Note each line of the entries that includes "this". Then copy those lines.

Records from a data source
-*-
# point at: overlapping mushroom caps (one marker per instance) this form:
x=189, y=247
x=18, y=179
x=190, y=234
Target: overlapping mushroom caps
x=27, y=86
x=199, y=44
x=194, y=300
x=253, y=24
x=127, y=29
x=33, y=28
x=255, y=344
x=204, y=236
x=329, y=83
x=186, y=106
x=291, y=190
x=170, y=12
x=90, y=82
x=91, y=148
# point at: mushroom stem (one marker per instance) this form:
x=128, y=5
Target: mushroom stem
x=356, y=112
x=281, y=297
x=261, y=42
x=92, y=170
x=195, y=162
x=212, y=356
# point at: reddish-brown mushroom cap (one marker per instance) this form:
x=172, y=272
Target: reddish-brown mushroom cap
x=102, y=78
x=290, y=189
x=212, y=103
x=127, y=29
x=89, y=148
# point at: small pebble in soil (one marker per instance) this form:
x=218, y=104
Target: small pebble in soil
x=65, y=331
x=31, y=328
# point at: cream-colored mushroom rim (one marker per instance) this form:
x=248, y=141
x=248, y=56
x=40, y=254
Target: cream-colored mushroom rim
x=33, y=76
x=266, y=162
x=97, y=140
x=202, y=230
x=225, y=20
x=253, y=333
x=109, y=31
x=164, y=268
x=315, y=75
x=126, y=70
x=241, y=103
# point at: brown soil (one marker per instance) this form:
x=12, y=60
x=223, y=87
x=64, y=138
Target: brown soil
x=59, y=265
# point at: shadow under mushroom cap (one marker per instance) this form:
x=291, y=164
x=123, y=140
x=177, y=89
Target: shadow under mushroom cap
-*-
» **Result of the task**
# point at: overlapping mushroom caps (one marker per instance) this form:
# point at: mushroom stem (one marker per instance) this form:
# point at: reddish-brown mushroom cap (one marker per instance) this form:
# point at: small pebble in soil (one marker per instance) this form:
# point at: cream-colored mushroom rim (one marker per instance) this form:
# point at: brown soil (one marker per instance) this form:
# point at: shadow under mushroom cap (one marker per instance) this form:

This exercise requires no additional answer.